Provided entries
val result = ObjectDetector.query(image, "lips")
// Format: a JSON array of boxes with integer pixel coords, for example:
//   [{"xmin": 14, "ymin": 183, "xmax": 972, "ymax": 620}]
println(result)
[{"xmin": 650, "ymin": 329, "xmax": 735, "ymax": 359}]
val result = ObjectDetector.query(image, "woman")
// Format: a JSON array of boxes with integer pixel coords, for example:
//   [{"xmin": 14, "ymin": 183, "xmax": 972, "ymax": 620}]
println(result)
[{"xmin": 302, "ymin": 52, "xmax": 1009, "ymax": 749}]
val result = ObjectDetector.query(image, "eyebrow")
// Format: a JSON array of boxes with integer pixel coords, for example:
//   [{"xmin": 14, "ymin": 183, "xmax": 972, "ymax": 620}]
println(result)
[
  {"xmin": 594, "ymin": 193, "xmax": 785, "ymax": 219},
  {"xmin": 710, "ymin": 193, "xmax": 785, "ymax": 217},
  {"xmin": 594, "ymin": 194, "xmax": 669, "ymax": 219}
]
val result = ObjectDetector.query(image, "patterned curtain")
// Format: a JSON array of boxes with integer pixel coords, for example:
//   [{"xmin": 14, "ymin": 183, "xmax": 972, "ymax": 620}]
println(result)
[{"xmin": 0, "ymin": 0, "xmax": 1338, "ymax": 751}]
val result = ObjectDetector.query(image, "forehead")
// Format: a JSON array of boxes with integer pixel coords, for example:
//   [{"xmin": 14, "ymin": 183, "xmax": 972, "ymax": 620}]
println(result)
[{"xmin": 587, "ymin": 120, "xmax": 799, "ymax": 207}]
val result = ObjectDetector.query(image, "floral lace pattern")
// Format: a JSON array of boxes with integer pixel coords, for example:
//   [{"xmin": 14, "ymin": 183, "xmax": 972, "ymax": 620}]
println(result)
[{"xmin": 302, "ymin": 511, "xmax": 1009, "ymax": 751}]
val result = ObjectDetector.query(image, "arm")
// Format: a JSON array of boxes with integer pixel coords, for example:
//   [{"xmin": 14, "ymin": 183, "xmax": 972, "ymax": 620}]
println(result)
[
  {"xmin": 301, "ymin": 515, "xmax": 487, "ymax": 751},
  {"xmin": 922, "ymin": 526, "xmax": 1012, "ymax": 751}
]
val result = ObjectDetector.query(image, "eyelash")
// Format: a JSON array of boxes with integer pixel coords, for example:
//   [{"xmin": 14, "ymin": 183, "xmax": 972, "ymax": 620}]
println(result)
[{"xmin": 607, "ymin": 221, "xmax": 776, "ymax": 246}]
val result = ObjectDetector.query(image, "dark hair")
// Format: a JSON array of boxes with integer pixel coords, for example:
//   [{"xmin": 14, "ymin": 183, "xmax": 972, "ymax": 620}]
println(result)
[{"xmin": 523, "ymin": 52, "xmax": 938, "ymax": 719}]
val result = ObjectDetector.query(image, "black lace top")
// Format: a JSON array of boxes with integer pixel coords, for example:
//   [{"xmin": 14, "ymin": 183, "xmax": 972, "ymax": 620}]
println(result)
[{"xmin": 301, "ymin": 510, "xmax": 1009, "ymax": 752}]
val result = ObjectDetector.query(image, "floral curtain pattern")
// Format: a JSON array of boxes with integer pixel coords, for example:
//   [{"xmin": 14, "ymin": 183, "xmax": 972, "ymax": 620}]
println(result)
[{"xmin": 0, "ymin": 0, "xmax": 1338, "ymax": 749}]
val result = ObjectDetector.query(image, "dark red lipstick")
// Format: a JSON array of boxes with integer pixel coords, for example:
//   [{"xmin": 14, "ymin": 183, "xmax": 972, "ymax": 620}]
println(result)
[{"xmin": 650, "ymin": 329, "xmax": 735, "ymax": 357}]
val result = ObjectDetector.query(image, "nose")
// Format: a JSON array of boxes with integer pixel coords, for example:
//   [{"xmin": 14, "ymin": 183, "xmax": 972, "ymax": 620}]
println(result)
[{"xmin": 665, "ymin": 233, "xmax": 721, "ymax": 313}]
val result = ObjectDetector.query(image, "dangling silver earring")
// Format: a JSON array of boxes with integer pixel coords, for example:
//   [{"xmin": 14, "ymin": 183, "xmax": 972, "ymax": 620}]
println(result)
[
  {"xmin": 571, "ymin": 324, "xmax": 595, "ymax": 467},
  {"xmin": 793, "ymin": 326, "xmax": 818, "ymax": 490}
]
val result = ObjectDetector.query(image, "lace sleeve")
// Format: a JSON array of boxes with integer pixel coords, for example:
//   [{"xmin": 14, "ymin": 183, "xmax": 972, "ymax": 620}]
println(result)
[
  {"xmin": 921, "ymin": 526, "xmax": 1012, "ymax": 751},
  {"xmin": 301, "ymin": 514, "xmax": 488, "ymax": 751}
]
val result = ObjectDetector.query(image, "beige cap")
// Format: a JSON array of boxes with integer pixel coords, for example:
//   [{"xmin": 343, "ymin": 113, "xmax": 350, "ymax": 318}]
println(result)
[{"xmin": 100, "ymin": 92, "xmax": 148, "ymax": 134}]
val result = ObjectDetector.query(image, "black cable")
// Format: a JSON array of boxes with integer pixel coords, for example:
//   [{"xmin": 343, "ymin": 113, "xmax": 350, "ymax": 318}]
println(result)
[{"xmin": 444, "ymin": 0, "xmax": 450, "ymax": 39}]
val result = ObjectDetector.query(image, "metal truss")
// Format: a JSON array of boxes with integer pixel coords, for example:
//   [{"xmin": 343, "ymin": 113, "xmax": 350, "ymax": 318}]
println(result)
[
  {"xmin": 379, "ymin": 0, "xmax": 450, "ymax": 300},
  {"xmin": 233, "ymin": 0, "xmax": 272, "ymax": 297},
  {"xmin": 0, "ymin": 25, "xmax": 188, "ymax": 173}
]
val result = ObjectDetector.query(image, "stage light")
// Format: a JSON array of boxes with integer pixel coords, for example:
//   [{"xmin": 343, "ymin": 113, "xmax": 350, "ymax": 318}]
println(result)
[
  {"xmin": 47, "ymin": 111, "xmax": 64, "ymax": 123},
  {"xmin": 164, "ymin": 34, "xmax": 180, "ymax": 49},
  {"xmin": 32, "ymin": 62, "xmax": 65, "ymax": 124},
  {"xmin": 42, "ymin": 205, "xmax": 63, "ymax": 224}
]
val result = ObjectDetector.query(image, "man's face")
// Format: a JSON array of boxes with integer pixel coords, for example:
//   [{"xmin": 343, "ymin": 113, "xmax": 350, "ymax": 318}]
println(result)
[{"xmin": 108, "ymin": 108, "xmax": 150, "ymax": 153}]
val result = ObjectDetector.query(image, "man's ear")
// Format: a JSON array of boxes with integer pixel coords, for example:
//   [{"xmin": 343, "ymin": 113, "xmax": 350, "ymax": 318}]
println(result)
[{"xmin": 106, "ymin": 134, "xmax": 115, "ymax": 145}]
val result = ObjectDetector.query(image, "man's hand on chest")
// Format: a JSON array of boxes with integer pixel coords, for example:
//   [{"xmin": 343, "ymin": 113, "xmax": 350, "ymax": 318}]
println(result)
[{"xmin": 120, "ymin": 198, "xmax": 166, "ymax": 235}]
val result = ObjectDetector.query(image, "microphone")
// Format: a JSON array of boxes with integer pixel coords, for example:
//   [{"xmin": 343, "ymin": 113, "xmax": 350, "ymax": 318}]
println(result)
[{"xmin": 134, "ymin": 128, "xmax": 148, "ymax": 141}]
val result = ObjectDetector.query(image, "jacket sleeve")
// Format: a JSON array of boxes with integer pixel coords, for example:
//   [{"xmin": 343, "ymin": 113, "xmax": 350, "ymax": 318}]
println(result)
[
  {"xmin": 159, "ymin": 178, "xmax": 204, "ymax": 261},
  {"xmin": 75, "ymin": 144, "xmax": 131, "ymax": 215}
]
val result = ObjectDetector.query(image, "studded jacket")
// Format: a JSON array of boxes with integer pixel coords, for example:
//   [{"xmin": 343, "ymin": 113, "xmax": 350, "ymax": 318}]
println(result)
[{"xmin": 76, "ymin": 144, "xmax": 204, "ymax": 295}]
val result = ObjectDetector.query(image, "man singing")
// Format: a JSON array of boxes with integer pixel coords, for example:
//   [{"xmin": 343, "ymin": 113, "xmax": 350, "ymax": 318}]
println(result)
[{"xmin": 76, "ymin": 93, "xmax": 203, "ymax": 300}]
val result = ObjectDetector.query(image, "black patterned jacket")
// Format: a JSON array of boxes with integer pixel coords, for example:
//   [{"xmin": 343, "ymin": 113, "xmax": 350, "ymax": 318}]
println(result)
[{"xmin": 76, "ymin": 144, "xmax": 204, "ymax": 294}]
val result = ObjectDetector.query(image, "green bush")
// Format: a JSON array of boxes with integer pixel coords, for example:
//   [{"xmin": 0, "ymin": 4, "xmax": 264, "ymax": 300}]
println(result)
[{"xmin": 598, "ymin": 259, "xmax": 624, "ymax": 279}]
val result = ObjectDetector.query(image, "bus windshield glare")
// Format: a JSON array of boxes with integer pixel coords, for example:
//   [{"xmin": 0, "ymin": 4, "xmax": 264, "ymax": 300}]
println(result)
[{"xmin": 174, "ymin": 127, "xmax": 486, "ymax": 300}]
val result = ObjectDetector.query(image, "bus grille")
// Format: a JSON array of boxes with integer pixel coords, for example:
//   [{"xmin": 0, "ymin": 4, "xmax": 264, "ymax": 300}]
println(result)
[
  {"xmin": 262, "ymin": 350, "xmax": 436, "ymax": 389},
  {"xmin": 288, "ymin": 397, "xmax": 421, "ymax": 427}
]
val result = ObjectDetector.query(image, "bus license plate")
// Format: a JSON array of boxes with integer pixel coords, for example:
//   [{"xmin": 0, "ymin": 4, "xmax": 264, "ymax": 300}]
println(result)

What you need to do
Show every line in the data above that contains the string "black". Case counts.

Task result
val result = ObjectDetector.query(image, "black lace top")
val result = ObjectDetector.query(image, "black cable")
val result = ObjectDetector.query(image, "black patterned jacket")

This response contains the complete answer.